## [TASK STATEMENT]
Return, exactly, the line that contains "Practice step: identify the brown leather" together with all lines after it to the end of the entries, and no further lines.

Extracted data entries:
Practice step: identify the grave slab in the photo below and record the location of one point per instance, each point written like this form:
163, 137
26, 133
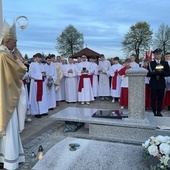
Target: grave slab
93, 155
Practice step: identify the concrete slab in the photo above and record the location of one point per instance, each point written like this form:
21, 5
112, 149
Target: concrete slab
85, 115
93, 155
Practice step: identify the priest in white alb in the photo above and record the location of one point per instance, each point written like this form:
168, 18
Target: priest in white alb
104, 80
51, 77
116, 79
85, 72
70, 74
38, 88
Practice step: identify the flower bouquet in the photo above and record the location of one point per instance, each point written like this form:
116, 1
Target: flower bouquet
158, 147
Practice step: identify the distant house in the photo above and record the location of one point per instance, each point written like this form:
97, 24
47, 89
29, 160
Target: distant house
90, 54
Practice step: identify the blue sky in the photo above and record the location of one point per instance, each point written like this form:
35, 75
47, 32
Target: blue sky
102, 22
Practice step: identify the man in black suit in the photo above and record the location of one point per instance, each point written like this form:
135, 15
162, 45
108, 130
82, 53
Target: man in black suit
157, 71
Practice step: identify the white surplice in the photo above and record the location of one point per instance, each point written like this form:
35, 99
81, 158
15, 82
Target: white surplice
116, 92
104, 81
86, 94
95, 84
134, 65
71, 94
35, 73
60, 93
51, 72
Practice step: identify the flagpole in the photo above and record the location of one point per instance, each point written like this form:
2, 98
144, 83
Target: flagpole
1, 16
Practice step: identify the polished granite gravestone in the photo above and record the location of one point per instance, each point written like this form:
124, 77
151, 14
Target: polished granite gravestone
114, 114
93, 155
109, 129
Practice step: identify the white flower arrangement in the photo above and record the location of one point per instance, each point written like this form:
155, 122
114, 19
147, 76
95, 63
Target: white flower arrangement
159, 147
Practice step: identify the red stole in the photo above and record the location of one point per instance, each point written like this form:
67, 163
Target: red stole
24, 81
122, 71
39, 89
114, 81
81, 82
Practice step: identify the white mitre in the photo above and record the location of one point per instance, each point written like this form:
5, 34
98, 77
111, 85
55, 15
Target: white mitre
8, 32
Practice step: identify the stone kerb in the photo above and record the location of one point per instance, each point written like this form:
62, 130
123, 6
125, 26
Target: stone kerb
136, 94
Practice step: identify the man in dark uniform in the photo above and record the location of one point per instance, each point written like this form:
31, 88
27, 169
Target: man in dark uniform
157, 71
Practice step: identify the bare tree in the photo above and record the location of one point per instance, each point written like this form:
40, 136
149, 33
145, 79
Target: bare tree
138, 39
69, 42
162, 38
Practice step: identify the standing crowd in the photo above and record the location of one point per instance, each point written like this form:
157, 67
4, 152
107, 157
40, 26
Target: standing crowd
83, 81
36, 88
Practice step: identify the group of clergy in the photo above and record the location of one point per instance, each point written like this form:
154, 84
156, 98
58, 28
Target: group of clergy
80, 81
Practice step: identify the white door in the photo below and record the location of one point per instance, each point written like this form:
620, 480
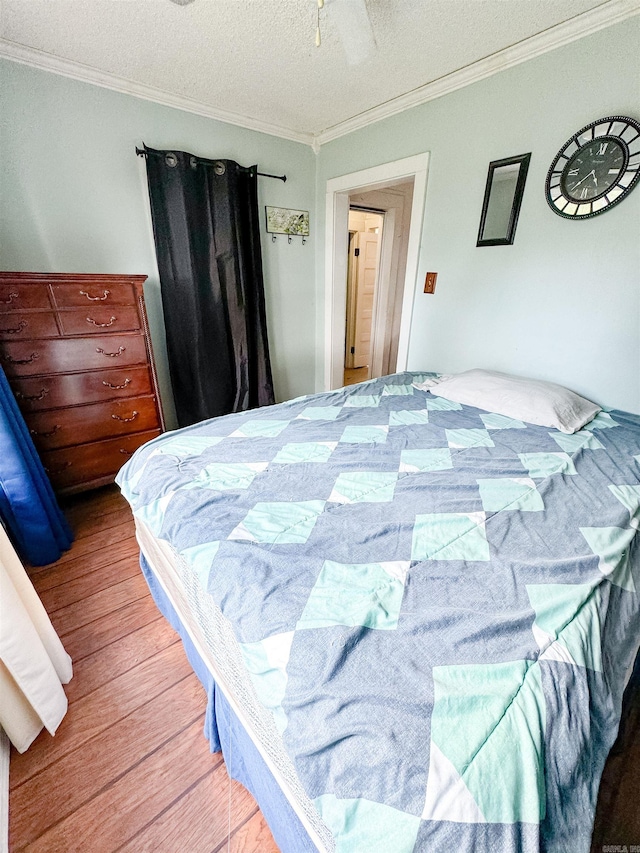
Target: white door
365, 288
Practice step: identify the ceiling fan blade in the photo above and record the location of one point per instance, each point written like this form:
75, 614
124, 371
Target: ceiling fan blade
351, 19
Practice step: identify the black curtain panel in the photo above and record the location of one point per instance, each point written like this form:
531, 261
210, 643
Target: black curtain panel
207, 236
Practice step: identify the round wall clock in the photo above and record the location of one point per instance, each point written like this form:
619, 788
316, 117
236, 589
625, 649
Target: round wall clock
595, 169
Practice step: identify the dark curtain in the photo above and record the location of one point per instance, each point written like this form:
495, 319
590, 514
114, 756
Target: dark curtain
27, 504
207, 236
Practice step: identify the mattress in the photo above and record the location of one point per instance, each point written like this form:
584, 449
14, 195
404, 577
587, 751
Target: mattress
422, 612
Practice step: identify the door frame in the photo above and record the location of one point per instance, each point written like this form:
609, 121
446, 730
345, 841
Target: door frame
336, 250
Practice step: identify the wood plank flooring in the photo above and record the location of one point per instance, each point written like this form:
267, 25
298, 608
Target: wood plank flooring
129, 768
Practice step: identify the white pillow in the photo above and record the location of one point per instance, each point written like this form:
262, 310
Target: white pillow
529, 400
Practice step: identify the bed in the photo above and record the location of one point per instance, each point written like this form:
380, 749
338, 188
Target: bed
414, 618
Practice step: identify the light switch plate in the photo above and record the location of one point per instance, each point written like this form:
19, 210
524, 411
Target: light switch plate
430, 282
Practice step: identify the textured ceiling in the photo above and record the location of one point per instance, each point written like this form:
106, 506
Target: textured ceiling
258, 59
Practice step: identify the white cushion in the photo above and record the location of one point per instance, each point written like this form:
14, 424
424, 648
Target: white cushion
529, 400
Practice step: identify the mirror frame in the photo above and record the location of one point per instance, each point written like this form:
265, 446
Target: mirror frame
507, 240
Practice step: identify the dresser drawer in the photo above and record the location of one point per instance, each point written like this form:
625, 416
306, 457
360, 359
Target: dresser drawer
79, 424
37, 324
72, 389
94, 320
28, 358
18, 297
93, 294
86, 462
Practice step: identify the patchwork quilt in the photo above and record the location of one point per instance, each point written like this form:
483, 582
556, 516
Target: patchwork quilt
437, 604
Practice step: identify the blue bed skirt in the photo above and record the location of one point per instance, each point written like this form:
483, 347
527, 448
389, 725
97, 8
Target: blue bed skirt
225, 733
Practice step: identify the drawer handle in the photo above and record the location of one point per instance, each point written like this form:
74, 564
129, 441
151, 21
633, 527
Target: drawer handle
126, 420
21, 325
126, 382
102, 325
46, 434
33, 357
58, 470
105, 295
111, 354
30, 397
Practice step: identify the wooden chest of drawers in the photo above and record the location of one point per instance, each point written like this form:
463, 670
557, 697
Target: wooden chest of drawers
77, 353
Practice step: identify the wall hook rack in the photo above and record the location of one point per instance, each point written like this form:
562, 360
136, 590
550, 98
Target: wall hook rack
283, 220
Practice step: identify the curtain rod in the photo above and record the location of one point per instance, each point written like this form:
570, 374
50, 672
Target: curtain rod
141, 152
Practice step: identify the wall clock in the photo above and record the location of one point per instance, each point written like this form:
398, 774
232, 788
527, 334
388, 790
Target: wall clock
595, 169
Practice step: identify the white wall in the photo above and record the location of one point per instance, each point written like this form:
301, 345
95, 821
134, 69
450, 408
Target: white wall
73, 198
562, 303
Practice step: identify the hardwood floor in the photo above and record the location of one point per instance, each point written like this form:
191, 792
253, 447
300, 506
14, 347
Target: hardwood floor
129, 768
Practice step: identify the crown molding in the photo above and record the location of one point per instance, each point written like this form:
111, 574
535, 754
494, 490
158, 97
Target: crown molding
605, 15
85, 74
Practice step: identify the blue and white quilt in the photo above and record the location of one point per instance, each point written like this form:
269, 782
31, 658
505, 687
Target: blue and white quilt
437, 604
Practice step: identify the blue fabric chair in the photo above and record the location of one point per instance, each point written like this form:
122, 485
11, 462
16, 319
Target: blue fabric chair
28, 506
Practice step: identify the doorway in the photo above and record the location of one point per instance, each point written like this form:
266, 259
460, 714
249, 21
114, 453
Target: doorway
365, 239
392, 307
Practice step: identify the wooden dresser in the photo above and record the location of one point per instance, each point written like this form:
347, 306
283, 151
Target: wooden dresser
77, 353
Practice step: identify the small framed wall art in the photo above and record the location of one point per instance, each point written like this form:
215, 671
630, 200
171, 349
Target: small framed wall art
502, 200
284, 220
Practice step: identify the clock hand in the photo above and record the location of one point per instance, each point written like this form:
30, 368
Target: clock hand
592, 172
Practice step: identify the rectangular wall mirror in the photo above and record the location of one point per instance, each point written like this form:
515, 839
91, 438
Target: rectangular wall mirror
502, 200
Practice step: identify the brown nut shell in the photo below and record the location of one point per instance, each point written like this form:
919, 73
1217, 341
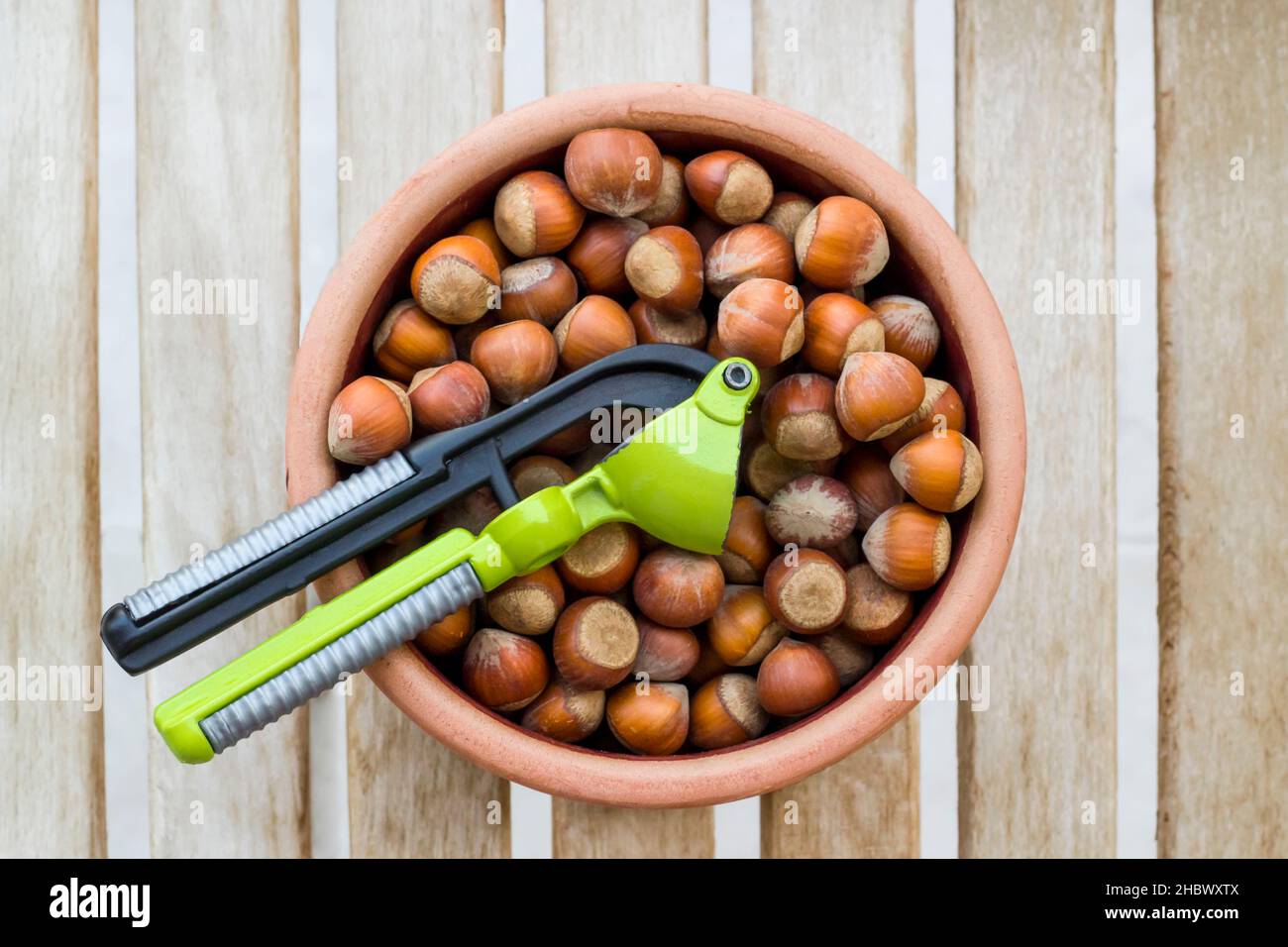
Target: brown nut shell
516, 359
536, 215
876, 613
616, 171
795, 678
729, 187
747, 253
805, 590
725, 711
458, 279
909, 547
678, 587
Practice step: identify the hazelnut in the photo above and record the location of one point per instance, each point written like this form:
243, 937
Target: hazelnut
536, 215
449, 635
910, 329
536, 472
761, 321
747, 548
811, 510
502, 671
665, 268
729, 187
666, 654
850, 659
725, 711
941, 472
407, 341
678, 587
767, 471
592, 329
866, 472
616, 171
603, 561
527, 604
747, 253
516, 359
595, 643
655, 325
786, 213
805, 590
940, 410
449, 395
876, 613
597, 257
799, 418
877, 392
565, 712
841, 244
743, 629
484, 230
909, 547
456, 279
541, 289
836, 326
709, 664
369, 419
671, 205
652, 722
795, 680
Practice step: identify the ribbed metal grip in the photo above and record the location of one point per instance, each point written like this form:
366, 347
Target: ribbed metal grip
277, 532
347, 655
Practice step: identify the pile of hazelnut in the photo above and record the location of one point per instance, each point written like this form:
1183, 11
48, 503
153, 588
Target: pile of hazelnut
850, 458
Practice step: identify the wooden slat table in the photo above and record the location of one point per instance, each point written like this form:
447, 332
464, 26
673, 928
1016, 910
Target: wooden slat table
218, 155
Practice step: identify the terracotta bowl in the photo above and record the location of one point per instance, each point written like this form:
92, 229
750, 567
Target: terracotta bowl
927, 261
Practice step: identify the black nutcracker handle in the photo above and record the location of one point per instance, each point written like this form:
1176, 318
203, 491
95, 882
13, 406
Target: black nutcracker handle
284, 554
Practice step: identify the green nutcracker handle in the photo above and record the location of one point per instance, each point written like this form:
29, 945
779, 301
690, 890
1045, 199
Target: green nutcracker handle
675, 478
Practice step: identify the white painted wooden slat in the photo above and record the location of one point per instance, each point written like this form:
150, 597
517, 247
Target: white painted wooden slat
590, 43
51, 671
439, 76
218, 192
850, 65
1034, 205
1223, 202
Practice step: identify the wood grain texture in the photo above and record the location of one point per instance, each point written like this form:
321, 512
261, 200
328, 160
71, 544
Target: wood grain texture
1223, 179
591, 43
601, 831
51, 736
439, 76
851, 67
218, 161
652, 40
849, 64
1034, 202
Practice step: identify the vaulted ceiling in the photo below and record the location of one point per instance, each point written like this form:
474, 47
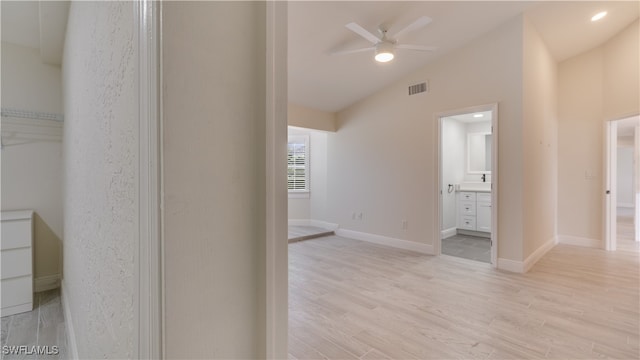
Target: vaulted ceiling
332, 82
36, 24
316, 28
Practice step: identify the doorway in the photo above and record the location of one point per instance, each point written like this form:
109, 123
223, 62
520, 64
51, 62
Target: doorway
622, 225
467, 161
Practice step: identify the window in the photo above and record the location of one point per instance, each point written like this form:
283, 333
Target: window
298, 164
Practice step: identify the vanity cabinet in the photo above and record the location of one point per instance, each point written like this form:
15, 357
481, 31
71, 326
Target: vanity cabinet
483, 212
474, 211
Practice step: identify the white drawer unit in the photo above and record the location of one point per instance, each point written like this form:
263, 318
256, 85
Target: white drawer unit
467, 196
483, 212
474, 211
466, 208
16, 262
467, 222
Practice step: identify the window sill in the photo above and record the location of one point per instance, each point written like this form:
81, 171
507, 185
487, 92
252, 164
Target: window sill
299, 195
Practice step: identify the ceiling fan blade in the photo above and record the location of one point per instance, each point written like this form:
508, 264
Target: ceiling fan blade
415, 47
351, 51
420, 22
363, 32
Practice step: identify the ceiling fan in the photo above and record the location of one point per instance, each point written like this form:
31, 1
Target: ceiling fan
385, 45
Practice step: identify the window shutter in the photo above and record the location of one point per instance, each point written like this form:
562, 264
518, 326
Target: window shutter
298, 164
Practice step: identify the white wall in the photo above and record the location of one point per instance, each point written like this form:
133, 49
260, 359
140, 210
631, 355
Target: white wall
381, 160
100, 183
482, 127
305, 117
313, 206
214, 171
539, 138
594, 87
454, 137
32, 165
626, 193
27, 83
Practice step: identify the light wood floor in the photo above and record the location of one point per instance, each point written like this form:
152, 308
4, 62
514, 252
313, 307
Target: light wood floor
349, 299
625, 231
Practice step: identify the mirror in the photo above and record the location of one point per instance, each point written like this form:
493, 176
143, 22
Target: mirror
479, 153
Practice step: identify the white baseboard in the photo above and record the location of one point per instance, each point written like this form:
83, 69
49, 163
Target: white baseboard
387, 241
72, 345
580, 241
511, 265
44, 283
299, 222
311, 222
323, 224
539, 253
447, 233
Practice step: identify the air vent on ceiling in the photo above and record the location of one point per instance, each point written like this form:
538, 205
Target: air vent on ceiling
418, 88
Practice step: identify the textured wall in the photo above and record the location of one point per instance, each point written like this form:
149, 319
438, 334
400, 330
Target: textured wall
540, 142
100, 154
32, 170
596, 86
214, 173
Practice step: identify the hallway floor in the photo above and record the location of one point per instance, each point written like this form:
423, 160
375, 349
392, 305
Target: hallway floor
43, 326
305, 232
625, 236
349, 299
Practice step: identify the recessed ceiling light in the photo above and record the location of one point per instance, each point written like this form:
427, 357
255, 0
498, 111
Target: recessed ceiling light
599, 16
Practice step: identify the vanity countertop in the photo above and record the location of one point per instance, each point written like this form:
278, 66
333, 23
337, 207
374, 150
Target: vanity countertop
474, 186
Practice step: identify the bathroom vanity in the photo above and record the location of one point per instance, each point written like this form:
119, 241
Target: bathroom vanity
474, 211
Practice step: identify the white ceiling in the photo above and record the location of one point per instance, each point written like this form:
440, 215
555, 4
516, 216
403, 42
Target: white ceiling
36, 24
471, 118
20, 23
333, 82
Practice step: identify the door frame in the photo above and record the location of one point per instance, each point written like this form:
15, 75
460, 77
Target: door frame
149, 293
493, 107
610, 181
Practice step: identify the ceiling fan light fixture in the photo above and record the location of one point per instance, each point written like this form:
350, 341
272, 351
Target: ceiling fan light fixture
599, 16
384, 52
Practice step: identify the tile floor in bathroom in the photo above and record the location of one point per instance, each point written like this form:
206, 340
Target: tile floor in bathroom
468, 247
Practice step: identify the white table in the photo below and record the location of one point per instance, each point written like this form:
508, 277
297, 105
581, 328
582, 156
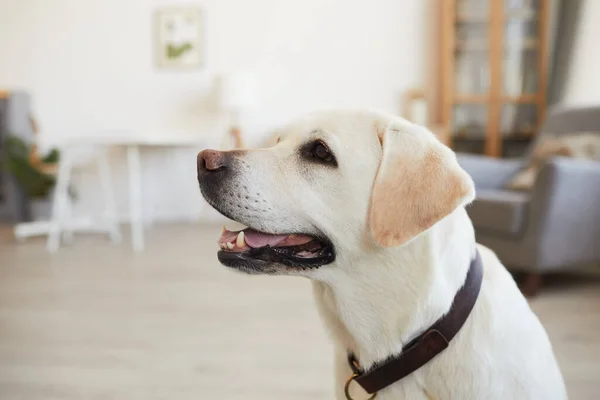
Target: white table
133, 142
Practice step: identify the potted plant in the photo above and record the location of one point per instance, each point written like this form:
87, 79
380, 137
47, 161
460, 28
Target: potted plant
35, 174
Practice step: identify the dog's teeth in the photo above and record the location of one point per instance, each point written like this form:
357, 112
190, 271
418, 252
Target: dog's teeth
240, 242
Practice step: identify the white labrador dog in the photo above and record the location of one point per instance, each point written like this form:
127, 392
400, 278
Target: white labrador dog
371, 208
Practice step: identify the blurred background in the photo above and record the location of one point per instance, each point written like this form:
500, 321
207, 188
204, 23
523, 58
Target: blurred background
109, 283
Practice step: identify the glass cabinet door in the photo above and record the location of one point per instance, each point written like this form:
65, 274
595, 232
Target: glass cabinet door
471, 75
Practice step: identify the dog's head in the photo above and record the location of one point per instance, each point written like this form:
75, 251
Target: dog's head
336, 185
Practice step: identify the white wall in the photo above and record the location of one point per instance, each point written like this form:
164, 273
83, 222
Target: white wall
583, 81
89, 65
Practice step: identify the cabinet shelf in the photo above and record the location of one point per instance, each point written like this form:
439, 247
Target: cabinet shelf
485, 98
493, 74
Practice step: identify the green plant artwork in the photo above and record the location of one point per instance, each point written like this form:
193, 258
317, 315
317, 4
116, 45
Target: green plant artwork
174, 52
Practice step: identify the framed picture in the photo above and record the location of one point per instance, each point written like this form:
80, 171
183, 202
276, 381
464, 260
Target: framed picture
179, 38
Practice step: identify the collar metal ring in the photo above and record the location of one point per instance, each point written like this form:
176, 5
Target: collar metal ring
347, 388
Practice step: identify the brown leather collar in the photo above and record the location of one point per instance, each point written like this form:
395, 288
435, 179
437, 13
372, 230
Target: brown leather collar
427, 345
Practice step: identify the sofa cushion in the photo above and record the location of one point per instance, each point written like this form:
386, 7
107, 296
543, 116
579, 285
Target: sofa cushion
499, 211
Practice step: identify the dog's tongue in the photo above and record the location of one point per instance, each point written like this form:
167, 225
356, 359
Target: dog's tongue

## [SOLVED PROBLEM]
Practice step: identify the brown leather collar in the photo above and record the location of one point per instance, each point written like this form:
395, 288
435, 179
437, 13
372, 230
Target: brown leather collar
427, 345
Practice step: identify the sofa cushion in the photo above and record the location of one point per instance, each point written like this form:
386, 7
107, 296
543, 116
579, 285
Target: sofa cushion
499, 211
Practice step: identify the dog's tongue in the photo above and record the location of one point per instance, each point written like this form:
167, 225
356, 359
Target: dog's tongue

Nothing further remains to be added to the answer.